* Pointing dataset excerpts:
^^^^^^^^^^^^^^^^

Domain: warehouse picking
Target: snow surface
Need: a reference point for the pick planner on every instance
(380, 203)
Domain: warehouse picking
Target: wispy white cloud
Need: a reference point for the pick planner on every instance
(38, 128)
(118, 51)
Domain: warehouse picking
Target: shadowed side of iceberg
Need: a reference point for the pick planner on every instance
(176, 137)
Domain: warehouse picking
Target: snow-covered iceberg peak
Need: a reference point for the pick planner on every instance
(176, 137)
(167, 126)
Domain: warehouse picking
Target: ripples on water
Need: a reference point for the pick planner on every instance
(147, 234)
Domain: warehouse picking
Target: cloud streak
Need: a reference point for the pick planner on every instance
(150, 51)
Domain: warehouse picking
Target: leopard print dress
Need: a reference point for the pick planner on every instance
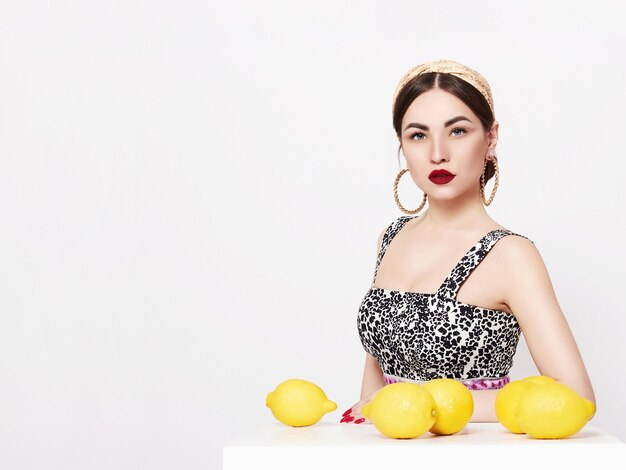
(417, 337)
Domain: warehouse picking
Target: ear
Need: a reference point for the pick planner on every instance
(492, 135)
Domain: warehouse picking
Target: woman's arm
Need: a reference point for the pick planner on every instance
(372, 377)
(530, 296)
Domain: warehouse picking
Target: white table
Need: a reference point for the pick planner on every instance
(330, 445)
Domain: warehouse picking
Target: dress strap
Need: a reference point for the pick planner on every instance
(391, 232)
(469, 261)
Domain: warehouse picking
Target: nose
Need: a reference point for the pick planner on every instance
(439, 153)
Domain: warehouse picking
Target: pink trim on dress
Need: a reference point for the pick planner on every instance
(472, 384)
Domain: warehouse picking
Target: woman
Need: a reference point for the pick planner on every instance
(425, 316)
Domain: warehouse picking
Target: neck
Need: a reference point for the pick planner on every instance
(456, 216)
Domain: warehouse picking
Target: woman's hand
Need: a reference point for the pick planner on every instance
(353, 415)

^^^^^^^^^^^^^^^^

Copy out each record shown above without alteration, skipping any picture.

Domain: warehouse picking
Target: snow surface
Need: a reference point for the pick planner on every instance
(380, 203)
Domain: warehouse picking
Target: wispy white cloud
Need: a reference point for the pick planner on every instance
(38, 128)
(118, 51)
Domain: warehouse picking
Target: shadowed side of iceberg
Need: a reference point for the pick planner on every instance
(176, 137)
Domain: warehouse picking
Target: snow-covered iceberg peak
Need: a reference point for the pick planner on every instance
(176, 137)
(167, 126)
Domain: warehouse picking
Target: ripples on water
Need: a reference point for the pick planner on every instance
(147, 234)
Domain: warehouse picking
Target: cloud streak
Need: a reference point for the pick planner on every instance
(150, 51)
Domain: warehouse picking
Target: leopard print dress
Need: a reference point for the pick planner on every instance
(417, 337)
Domain: warehouse picking
Target: ear
Need: a reference point for the pick planner on every instance
(492, 135)
Domain: warehouse picking
Target: woman's arm
Need: a reference point for the pick planner on every instance
(372, 377)
(530, 296)
Domain: warehouse picking
Target: white table
Need: a reference point for the pick planner on every instance
(330, 445)
Domain: warehouse picking
Target: dress strap
Need: a reference point for the pick planner on every instance
(391, 232)
(469, 261)
Domain: warehouse picking
Target: nose
Need: a reference point for the pick planner on every instance
(439, 153)
Domain: warehouse picking
Target: pink trim on dress
Need: a reference point for the pick planner on every instance
(472, 384)
Domain: warehouse picking
Target: woman
Need: a reference point for the pick planner on every instance
(425, 316)
Domain: warehouse picking
Target: neck
Need: a reference point for the pick planner on every instance
(456, 216)
Domain: warehouse picking
Target: woman's hand
Need: a reference point for the pick planner on every instance
(353, 415)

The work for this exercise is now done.